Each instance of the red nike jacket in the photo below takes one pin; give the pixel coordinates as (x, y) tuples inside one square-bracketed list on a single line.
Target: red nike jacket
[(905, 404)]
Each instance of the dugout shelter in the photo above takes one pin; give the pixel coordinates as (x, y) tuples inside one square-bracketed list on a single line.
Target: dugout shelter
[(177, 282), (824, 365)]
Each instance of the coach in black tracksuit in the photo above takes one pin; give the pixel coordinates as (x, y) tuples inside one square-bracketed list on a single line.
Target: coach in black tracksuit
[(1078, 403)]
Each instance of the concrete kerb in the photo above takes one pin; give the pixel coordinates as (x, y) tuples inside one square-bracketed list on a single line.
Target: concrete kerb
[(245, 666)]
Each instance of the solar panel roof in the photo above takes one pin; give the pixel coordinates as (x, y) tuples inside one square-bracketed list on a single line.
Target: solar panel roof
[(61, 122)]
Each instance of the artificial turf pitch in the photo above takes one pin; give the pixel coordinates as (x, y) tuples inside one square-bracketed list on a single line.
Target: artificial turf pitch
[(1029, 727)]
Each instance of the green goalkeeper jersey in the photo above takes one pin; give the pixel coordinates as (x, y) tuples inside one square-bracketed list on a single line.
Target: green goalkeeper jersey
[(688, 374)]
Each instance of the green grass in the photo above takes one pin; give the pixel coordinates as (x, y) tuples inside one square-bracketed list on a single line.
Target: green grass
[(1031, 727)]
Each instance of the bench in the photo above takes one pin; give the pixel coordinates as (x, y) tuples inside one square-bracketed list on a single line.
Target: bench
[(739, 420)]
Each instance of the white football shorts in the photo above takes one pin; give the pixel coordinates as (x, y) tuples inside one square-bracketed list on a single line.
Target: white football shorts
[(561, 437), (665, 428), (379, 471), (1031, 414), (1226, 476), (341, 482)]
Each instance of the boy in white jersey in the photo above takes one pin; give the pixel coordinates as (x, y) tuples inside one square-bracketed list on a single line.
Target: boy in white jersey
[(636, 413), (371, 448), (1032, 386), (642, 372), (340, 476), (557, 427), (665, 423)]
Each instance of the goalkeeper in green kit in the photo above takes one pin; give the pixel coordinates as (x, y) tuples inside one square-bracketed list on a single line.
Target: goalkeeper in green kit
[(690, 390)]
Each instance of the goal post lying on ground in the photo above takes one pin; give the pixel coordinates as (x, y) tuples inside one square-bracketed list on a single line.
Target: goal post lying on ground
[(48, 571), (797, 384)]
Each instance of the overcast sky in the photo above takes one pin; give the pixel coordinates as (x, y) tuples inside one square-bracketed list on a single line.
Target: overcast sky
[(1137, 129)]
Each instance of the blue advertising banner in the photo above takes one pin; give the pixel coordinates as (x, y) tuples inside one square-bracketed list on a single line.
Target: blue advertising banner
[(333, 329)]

########

▶ **ENUNCIADO DEL EJERCICIO**: Convierte todas las líneas de los registros anteriores en una tabla Markdown con dos columnas: «Número», con el número de fila, y «Línea», con el texto de cada línea. Omite las líneas en blanco.

▶ **RESULTADO OBTENIDO**:
| Número | Línea |
|---|---|
| 1 | Each instance of the red nike jacket in the photo below takes one pin; give the pixel coordinates as (x, y) tuples inside one square-bracketed list on a single line. |
| 2 | Target: red nike jacket |
| 3 | [(905, 404)] |
| 4 | Each instance of the dugout shelter in the photo above takes one pin; give the pixel coordinates as (x, y) tuples inside one square-bracketed list on a single line. |
| 5 | Target: dugout shelter |
| 6 | [(177, 282), (824, 365)] |
| 7 | Each instance of the coach in black tracksuit in the photo above takes one pin; give the pixel coordinates as (x, y) tuples inside one square-bracketed list on a single line. |
| 8 | Target: coach in black tracksuit |
| 9 | [(1078, 403)] |
| 10 | Each instance of the concrete kerb in the photo above takes one pin; give the pixel coordinates as (x, y) tuples inside one square-bracketed list on a single line. |
| 11 | Target: concrete kerb |
| 12 | [(245, 666)] |
| 13 | Each instance of the solar panel roof in the photo above takes one pin; give the pixel coordinates as (x, y) tuples inside one square-bracketed list on a single line. |
| 14 | Target: solar panel roof |
| 15 | [(61, 122)] |
| 16 | Each instance of the artificial turf pitch in the photo above takes one pin; give the pixel coordinates as (x, y) tuples inside one square-bracketed list on a single line. |
| 17 | Target: artificial turf pitch |
| 18 | [(1029, 727)] |
| 19 | Each instance of the green goalkeeper jersey in the photo above takes one pin; give the pixel coordinates as (x, y) tuples inside one square-bracketed list on a single line. |
| 20 | Target: green goalkeeper jersey |
| 21 | [(688, 374)] |
| 22 | Each instance of the green grass in the photo above takes one pin; give the pixel coordinates as (x, y) tuples inside one square-bracketed list on a single line. |
| 23 | Target: green grass |
| 24 | [(1031, 727)] |
| 25 | Each instance of the bench in the photo above takes one pin; give the pixel coordinates as (x, y) tuples inside one square-bracketed list on a single line. |
| 26 | Target: bench |
| 27 | [(739, 420)] |
| 28 | Each instance of the white football shorts in the photo above takes one pin; give the pixel coordinates as (x, y) tuples inside one square-bracketed list on a single line. |
| 29 | Target: white football shorts |
| 30 | [(561, 437), (665, 428), (379, 471), (1031, 414), (1226, 476), (341, 482)] |
| 31 | Each instance of the boy in white jersey in the photo above takes one pin; give the pixel coordinates as (x, y) tuples inside one square-bracketed list on a single line. |
| 32 | Target: boy in white jersey |
| 33 | [(636, 413), (371, 448), (1032, 386), (642, 372), (340, 476), (557, 427), (665, 423)] |
| 34 | Each instance of the goalkeeper in green kit in the photo above takes one pin; give the pixel coordinates as (x, y) tuples inside one square-bracketed list on a single line. |
| 35 | Target: goalkeeper in green kit |
| 36 | [(690, 390)] |
| 37 | Each instance of the goal post lying on ground in the photo above takes one pin; give the pixel coordinates as (x, y) tuples inside one square-bracketed list on a single line. |
| 38 | Target: goal post lying on ground |
| 39 | [(48, 571), (797, 384)] |
| 40 | Each instance of the overcast sky in the photo above takes one pin; give the pixel coordinates as (x, y) tuples inside one square-bracketed list on a single line. |
| 41 | Target: overcast sky |
| 42 | [(1137, 129)] |
| 43 | Each instance of the blue advertising banner in the photo above takes one pin; give the pixel coordinates as (x, y) tuples inside one square-bracketed list on a single line. |
| 44 | Target: blue advertising banner |
| 45 | [(333, 329)] |